(Object detection data)
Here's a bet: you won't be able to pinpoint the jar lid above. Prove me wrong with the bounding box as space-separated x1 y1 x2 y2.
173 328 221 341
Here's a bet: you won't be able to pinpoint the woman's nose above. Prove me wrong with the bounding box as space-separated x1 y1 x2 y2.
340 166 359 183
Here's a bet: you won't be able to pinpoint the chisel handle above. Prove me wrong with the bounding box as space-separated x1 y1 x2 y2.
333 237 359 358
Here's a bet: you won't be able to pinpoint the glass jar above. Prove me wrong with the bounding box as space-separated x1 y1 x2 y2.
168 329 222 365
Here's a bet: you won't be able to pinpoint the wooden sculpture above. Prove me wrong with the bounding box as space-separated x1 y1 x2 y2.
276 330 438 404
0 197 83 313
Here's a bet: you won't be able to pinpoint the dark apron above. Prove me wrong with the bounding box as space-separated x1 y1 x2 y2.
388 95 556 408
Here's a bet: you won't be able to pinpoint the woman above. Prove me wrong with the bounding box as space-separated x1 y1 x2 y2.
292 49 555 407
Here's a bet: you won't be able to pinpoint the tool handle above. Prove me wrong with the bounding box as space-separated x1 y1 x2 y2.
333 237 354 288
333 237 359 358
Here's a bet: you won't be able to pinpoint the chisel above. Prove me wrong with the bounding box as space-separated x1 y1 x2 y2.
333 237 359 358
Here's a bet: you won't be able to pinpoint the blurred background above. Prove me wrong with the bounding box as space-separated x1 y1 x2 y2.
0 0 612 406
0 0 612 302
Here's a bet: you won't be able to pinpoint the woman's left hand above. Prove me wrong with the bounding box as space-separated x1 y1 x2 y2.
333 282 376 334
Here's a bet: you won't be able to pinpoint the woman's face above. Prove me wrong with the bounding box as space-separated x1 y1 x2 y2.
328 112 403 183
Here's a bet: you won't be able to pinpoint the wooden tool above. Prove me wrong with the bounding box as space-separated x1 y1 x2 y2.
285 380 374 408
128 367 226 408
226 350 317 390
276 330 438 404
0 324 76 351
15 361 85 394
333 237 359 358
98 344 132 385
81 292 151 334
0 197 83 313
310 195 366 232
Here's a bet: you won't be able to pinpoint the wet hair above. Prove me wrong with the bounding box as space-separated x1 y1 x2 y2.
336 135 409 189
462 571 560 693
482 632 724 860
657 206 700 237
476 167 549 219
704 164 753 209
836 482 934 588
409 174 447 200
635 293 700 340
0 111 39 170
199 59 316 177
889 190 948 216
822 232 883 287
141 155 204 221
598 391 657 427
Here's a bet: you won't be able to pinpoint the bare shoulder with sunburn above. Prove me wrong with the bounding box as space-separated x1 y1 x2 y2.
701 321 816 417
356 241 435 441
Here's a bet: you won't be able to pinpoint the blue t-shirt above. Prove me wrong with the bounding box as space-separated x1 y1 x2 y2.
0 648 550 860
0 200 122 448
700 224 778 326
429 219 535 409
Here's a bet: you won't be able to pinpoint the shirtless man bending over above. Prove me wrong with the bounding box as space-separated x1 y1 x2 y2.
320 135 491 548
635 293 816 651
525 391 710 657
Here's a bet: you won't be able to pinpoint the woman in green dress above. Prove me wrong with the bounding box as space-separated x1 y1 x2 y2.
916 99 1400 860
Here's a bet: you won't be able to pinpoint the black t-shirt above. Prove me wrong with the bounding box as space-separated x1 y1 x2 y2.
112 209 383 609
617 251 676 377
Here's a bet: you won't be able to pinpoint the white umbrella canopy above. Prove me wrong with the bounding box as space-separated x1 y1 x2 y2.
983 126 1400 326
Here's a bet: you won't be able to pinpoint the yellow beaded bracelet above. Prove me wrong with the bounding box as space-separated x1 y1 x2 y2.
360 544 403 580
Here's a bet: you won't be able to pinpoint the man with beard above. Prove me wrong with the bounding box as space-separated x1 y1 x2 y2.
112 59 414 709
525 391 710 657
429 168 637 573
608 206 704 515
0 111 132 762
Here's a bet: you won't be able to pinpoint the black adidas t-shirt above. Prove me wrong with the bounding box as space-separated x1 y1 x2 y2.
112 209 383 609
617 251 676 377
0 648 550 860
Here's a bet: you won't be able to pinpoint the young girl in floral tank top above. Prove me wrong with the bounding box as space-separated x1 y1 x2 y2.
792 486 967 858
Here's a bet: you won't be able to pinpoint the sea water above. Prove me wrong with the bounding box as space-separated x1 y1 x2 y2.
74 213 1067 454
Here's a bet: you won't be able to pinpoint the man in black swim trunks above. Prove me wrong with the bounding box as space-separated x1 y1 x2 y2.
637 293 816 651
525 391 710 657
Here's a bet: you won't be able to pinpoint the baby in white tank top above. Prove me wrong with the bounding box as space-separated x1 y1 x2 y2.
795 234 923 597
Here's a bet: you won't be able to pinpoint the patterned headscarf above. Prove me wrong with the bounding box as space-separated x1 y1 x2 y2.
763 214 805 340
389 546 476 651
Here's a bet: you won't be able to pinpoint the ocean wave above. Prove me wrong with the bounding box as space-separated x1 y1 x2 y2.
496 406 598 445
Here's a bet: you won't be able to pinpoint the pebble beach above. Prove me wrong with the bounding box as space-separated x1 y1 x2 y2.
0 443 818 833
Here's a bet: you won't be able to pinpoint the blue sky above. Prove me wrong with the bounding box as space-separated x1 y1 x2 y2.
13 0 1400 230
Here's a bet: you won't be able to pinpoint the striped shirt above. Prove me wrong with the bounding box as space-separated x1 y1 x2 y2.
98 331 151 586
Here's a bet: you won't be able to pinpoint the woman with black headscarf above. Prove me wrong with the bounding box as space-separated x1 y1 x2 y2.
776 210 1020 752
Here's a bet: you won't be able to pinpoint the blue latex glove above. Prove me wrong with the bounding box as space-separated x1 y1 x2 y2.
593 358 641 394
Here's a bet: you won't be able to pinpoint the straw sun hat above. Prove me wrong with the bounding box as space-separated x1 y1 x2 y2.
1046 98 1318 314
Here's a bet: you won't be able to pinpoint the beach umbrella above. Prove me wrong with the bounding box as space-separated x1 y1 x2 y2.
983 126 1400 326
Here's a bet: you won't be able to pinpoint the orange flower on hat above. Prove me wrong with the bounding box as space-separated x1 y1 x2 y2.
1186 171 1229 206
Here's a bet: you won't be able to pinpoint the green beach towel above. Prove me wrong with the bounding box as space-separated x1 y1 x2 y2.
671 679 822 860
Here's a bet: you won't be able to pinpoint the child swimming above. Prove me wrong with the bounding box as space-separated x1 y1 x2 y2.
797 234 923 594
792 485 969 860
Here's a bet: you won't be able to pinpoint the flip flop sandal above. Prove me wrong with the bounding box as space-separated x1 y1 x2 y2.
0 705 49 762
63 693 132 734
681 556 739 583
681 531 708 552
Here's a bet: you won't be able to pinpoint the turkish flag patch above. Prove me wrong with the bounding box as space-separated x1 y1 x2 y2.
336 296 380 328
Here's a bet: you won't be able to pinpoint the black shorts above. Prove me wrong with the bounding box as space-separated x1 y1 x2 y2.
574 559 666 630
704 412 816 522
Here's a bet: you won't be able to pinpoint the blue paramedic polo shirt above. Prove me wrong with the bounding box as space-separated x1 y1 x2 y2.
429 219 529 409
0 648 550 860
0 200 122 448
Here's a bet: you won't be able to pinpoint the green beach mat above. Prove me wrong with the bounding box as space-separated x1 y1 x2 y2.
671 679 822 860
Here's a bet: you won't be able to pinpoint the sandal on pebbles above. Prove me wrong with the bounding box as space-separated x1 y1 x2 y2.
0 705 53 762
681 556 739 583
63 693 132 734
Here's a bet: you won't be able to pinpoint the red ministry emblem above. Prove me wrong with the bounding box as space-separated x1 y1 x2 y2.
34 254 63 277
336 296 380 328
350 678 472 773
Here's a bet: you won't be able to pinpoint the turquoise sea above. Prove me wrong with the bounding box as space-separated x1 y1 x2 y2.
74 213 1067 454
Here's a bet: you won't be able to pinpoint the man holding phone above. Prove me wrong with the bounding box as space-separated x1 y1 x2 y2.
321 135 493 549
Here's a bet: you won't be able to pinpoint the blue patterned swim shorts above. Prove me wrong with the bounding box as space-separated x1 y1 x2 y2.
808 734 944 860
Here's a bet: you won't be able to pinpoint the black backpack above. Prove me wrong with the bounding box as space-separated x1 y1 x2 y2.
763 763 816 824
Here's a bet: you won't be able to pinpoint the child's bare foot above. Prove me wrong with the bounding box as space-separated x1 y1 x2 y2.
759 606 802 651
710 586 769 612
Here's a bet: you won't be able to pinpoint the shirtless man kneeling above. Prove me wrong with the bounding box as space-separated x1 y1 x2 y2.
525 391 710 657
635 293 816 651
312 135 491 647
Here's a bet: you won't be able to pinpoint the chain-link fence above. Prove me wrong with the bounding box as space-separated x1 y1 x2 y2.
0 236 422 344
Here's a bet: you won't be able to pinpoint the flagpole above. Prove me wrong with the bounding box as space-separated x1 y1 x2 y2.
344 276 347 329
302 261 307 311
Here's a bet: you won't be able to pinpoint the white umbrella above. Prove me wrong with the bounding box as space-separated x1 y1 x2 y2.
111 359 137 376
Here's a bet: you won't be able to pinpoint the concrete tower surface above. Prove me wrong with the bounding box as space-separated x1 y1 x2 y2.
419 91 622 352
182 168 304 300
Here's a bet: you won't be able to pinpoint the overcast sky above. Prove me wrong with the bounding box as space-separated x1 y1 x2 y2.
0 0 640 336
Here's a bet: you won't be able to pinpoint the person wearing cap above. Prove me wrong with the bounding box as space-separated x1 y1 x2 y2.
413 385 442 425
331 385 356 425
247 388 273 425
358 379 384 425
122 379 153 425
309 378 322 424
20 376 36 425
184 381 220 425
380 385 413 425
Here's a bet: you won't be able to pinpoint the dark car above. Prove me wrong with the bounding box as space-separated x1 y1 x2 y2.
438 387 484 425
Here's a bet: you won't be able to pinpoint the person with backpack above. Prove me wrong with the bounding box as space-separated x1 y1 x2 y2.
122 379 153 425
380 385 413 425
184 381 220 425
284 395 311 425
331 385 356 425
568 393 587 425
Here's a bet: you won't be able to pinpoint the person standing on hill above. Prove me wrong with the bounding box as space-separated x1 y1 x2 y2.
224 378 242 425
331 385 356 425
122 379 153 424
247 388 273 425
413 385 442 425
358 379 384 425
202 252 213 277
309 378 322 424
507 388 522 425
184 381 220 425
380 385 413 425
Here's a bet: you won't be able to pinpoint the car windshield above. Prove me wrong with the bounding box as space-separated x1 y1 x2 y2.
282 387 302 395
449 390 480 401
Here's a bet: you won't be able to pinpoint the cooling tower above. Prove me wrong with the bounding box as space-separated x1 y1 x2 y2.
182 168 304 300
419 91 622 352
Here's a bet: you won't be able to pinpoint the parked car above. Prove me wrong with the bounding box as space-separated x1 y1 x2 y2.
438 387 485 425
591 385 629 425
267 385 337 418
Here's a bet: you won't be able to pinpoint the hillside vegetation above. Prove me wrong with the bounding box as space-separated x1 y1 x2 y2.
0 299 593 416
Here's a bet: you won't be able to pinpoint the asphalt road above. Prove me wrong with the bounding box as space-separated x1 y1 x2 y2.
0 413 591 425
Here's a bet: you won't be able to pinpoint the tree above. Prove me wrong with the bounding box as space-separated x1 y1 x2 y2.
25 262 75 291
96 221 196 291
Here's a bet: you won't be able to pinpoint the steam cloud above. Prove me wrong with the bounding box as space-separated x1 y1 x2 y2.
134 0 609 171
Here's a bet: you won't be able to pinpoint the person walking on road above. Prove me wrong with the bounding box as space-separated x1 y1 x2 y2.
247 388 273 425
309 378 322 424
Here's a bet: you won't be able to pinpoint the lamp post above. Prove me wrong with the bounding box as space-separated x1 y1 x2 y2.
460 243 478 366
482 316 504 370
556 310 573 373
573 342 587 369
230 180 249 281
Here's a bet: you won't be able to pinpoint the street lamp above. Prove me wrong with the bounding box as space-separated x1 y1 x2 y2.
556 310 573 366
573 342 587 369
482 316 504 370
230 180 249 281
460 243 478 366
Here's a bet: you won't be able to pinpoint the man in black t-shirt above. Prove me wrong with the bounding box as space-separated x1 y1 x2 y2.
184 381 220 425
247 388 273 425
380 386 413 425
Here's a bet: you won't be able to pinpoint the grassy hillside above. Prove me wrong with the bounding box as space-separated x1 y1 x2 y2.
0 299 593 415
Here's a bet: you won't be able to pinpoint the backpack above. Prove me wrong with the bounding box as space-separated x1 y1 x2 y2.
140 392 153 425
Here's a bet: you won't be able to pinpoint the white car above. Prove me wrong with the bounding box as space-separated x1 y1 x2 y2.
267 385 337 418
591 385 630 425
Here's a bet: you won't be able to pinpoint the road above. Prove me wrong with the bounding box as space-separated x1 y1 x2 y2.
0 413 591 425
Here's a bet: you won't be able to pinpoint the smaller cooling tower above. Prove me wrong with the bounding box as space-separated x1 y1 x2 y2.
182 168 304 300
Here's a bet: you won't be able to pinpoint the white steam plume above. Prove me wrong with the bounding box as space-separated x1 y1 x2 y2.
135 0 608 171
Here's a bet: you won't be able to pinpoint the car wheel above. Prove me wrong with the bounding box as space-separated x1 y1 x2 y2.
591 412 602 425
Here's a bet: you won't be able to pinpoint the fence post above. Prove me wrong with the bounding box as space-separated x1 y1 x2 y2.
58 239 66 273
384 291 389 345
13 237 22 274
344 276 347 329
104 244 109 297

* **What needs to be done**:
Edit the listing lines starting at the one containing "Here's a bet: you won't be able to pinpoint the street" and ending at the one containing "380 386 413 425", replacing "street lamp" with "lamp post" and keeping everything else in those lines unchanged.

* **The completed task**:
Here's a bet: you won't be able to pinpoint the lamp post above. Prove me wrong with the bounding box as space-separated x1 y1 x2 y2.
556 310 573 366
573 342 587 369
482 316 504 370
230 180 249 281
460 243 478 366
Here's a bet: you won't be able to pinpoint the man in black t-shirt above. Prove me wrong with the bounding box as space-separated x1 y1 x2 y2.
184 381 220 425
247 388 273 425
380 386 413 425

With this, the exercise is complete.